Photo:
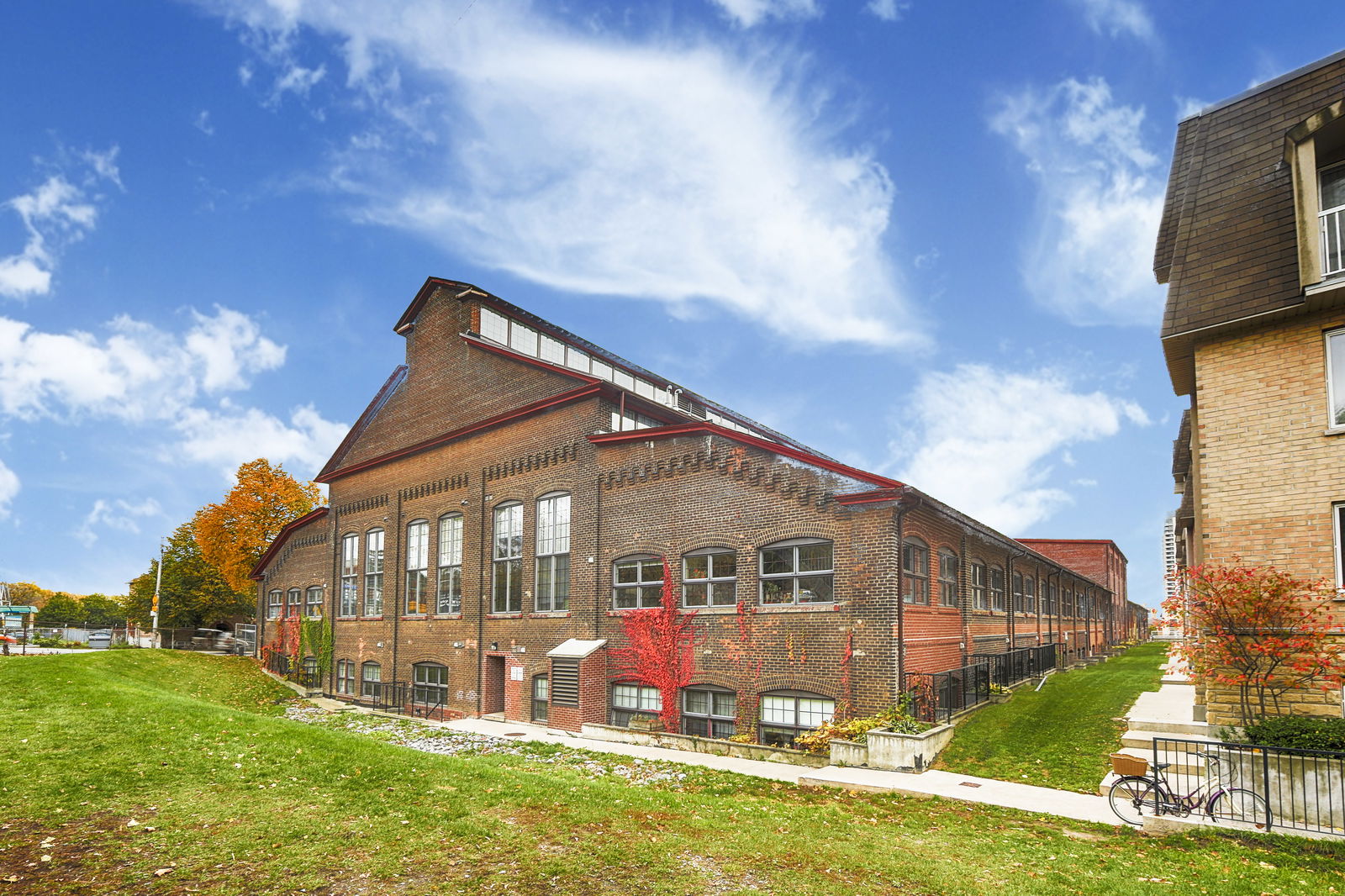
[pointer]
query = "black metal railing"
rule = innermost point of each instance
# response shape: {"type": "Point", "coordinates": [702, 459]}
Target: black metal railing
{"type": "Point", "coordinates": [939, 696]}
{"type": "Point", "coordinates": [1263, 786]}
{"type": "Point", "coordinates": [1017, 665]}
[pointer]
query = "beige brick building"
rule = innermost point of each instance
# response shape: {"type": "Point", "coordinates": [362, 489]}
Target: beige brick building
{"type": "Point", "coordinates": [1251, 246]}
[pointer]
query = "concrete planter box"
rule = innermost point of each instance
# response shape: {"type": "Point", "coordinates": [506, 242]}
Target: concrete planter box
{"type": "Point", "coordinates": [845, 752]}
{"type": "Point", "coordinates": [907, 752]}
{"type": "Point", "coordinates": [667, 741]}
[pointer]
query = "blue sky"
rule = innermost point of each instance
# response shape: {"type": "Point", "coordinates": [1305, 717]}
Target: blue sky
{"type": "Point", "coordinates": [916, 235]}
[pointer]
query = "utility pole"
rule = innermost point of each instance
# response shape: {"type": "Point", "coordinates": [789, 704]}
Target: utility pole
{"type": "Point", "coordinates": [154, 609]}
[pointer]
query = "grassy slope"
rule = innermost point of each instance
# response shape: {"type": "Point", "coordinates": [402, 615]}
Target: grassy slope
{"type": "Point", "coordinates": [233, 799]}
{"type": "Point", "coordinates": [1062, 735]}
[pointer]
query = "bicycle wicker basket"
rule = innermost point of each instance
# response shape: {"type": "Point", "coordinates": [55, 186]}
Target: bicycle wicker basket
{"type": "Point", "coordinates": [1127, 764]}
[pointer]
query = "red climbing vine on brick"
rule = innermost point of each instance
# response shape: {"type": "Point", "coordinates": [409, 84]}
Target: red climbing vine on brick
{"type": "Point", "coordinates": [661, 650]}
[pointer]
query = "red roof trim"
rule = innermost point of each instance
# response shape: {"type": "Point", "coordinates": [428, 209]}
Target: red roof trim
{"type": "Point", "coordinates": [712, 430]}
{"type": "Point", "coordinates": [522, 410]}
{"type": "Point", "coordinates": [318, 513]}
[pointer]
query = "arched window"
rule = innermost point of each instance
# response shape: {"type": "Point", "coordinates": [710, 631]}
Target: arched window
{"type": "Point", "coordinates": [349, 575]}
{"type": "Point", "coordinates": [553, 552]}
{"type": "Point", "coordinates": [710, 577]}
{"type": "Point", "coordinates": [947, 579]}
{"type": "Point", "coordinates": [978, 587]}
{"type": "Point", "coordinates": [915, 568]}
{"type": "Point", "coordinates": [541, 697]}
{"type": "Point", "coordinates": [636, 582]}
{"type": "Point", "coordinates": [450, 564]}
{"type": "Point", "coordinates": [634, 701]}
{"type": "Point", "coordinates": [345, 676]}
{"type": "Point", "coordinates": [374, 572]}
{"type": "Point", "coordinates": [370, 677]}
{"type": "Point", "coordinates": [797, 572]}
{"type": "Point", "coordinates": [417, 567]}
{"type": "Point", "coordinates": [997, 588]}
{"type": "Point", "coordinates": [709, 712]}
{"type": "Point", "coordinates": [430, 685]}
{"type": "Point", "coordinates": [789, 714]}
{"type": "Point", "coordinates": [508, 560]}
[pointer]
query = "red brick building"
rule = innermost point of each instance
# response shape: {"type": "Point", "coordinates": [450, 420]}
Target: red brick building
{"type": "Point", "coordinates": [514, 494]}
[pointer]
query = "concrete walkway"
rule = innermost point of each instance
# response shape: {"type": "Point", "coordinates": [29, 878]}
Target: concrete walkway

-*-

Exercise aim ▸
Identify every line of the records that contains the word "window", treating uppercase and lowercase as different, and copy each of those lines.

Complete answer ▸
query = "arched window"
Target: arched window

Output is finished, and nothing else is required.